WHAT YOU ARE ASKED TO DO: After finding the line that includes "Target: butterfly hindwing" in the records below, transcribe it and each line after it through the last, exactly, and add nothing.

──────── EXERCISE INPUT

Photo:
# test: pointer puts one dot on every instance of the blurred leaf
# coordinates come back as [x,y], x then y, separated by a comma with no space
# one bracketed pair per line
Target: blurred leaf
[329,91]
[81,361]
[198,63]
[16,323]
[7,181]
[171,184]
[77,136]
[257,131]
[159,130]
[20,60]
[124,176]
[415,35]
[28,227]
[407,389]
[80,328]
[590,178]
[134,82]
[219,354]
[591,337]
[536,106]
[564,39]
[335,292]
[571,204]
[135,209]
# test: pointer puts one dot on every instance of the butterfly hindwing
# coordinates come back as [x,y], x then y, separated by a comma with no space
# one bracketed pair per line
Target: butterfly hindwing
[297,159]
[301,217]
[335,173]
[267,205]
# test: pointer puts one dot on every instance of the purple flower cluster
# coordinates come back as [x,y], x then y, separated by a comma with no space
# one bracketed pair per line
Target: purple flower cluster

────────────────

RESULT OF THE EXERCISE:
Target: butterfly hindwing
[297,159]
[301,217]
[335,173]
[267,205]
# test: pointer puts one dot on every instance of the purple flower cluster
# coordinates come back as [x,y], x then y, separated by a comma with no space
# one bracketed pair per line
Target: purple flower cluster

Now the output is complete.